(AVAILABLE RECORDS begins)
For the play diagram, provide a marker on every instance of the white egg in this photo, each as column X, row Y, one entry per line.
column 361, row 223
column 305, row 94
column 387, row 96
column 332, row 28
(AVAILABLE RECORDS ends)
**WHAT THE EXERCISE ASKS**
Keeping each line intact, set down the entire listing once more.

**EXERCISE SOLUTION**
For the play diagram, provide a marker on every instance of the white egg in this photo, each as column X, row Y, one entry per line.
column 361, row 223
column 305, row 94
column 387, row 96
column 332, row 28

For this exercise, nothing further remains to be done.